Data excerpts
* * * * * * * * *

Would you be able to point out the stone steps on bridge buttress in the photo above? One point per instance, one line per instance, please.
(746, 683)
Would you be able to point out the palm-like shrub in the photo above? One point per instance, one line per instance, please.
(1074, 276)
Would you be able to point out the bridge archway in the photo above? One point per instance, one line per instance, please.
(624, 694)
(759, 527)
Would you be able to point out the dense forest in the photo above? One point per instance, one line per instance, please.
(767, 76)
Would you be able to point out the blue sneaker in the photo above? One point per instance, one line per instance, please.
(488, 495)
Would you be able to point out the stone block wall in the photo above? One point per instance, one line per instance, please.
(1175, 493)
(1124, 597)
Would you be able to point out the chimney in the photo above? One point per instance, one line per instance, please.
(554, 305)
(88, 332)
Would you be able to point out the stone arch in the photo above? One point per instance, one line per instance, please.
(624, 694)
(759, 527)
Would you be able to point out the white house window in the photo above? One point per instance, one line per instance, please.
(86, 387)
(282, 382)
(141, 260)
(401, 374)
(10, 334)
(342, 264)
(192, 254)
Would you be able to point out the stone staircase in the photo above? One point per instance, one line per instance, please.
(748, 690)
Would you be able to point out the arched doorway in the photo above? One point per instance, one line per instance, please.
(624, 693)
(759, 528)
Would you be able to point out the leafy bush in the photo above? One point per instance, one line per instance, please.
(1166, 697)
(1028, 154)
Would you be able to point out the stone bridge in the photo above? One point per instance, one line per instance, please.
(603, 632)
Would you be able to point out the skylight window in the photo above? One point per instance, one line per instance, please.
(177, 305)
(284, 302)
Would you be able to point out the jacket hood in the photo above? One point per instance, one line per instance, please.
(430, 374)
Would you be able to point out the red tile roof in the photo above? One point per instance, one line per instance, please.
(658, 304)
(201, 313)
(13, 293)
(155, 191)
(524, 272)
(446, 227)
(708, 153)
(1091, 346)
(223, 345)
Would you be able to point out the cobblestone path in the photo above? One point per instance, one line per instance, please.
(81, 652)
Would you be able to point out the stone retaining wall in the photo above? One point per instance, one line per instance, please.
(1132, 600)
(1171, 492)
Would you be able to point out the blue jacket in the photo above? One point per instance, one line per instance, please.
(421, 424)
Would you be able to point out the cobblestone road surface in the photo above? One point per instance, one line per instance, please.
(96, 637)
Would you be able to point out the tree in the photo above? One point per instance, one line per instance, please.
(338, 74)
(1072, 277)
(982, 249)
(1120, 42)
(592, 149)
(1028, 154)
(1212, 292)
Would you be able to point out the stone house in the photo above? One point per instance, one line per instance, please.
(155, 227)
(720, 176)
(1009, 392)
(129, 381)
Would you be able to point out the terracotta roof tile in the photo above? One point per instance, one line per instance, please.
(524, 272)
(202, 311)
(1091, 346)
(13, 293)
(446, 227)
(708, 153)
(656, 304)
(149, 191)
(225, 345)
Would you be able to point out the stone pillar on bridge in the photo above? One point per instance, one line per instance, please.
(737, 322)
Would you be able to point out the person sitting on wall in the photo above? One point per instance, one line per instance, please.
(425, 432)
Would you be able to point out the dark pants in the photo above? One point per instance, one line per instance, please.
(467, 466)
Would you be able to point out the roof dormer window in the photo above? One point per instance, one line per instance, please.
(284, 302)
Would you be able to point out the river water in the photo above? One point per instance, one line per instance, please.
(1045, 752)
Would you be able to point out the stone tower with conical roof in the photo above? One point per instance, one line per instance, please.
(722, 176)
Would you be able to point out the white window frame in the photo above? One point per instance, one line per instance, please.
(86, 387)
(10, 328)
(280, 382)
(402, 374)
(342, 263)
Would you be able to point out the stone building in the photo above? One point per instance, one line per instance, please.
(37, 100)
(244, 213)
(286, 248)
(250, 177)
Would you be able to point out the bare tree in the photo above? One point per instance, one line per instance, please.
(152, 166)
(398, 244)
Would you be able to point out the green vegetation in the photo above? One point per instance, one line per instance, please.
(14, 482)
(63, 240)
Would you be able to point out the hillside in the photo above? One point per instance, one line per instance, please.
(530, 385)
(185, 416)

* * * * * * * * *

**Your objective:**
Repeat the records, every one of them, without any deviation.

**Result below:**
Would you be able to point out the stone steps on bridge buttress in the photo above? One point per instance, one line per instance, please.
(746, 683)
Would you be able to point out the palm-like shrub in the photo above? One point per instance, one line per instance, please.
(1074, 276)
Would you be able to point out the bridge archway in the photo above? One point per instance, one line per instance, please.
(624, 694)
(759, 527)
Would you be able to point out the dense forest in the photo above? One point per instance, one line per instance, please.
(767, 76)
Would you be able to point out the blue sneaker in the photo above? One point per instance, one line per instance, please.
(488, 495)
Would you be able to point out the stone block wall in the photo above? One point per instance, one line per instance, please.
(1175, 493)
(1124, 597)
Would you be able to point out the chimney in the photo above? One point per instance, one line per instance, please.
(554, 305)
(88, 332)
Would you be able to point out the stone arch in the photo above? One point per instance, one line per instance, please.
(624, 694)
(759, 527)
Would you be able to point out the white house window in the photo above? One point per instance, one line per instance, please.
(86, 387)
(282, 382)
(141, 260)
(401, 374)
(10, 334)
(342, 264)
(192, 254)
Would you be able to point out the stone staircase in the photo above? One point per instance, one line per instance, please.
(748, 690)
Would you be able to point out the arched doorway in the photo above? One point per instance, one line per instance, please.
(624, 693)
(759, 528)
Would you be able to point out the leafy bush in the photo above? One point per instance, one line per instance, please.
(1166, 697)
(1028, 154)
Would you be able to point out the stone bridge in the photo above? One point per instance, one line per instance, please.
(603, 632)
Would you be able to point out the skylight window in the photo above? One point per instance, one line per instance, please.
(177, 305)
(284, 302)
Would you be able to point out the jacket hood in the photo above? One point per instance, one line per instance, please.
(430, 374)
Would you be able to point out the red tile roof in the photo above? One point per instance, one line per instance, please.
(658, 304)
(201, 313)
(13, 293)
(155, 191)
(524, 272)
(446, 227)
(708, 153)
(1091, 346)
(223, 345)
Would you be able to point out the cobblestone path in the photo above? One point per instance, one line per instance, please.
(81, 652)
Would you be able to point out the stone retaining wall in the photo above? One point per instance, one line per instance, please.
(1132, 600)
(1171, 492)
Would you be able to point out the blue jacket in the photo above? One point per instance, one line per instance, please.
(421, 424)
Would you be able to point out the cobblestone road surface in the photo above? One point per instance, one line per instance, please.
(96, 637)
Would you be able to point out the tree in the photo above? One point per instance, one line per instance, please.
(338, 74)
(1072, 277)
(982, 249)
(1120, 42)
(592, 149)
(1028, 154)
(1212, 292)
Would you be able to point out the stone house in the photo above? One point per instance, one line per instance, please.
(155, 227)
(720, 176)
(1009, 392)
(129, 381)
Would you be able to point out the terracotta roof tile in the photo above? One point per instance, one line per instance, please.
(524, 272)
(202, 311)
(1091, 346)
(13, 293)
(446, 227)
(708, 153)
(656, 304)
(149, 191)
(225, 345)
Would you be able to point out the stone pillar on bridge in the photo above? One point per instance, one line per instance, please.
(737, 322)
Would you be able to point out the person sitting on wall in the photo above? One point per instance, one line per instance, please.
(425, 432)
Would you be able to point out the dark pants in the photo above? One point per instance, one line per instance, please.
(467, 466)
Would you be able to point out the roof dormer window in the photo above? One point per instance, one line per instance, please.
(284, 302)
Would you be able to point out the river water in the photo above? One point per instance, one line per instance, please.
(1045, 752)
Would you be able to point out the stone tower with conical roof in the photo above? One point per instance, one line per instance, please.
(722, 176)
Would you be able to point out the white window frame in the photo above? One point per instance, one line per instance, please.
(86, 387)
(10, 328)
(280, 382)
(402, 374)
(342, 263)
Would you be able to point out the stone building in the photo above? One point per instance, one line per instance, please.
(37, 100)
(244, 213)
(286, 248)
(250, 177)
Would you be able to point out the bare tree in the photo above? One point per instance, one line per instance, please.
(152, 166)
(398, 244)
Would you be able to point out the green vegetation in the photo above? One point per instance, one line per instance, please.
(14, 482)
(63, 240)
Would you be able to point out the hillside in the photo above? One point per instance, one line per instance, please.
(530, 385)
(185, 416)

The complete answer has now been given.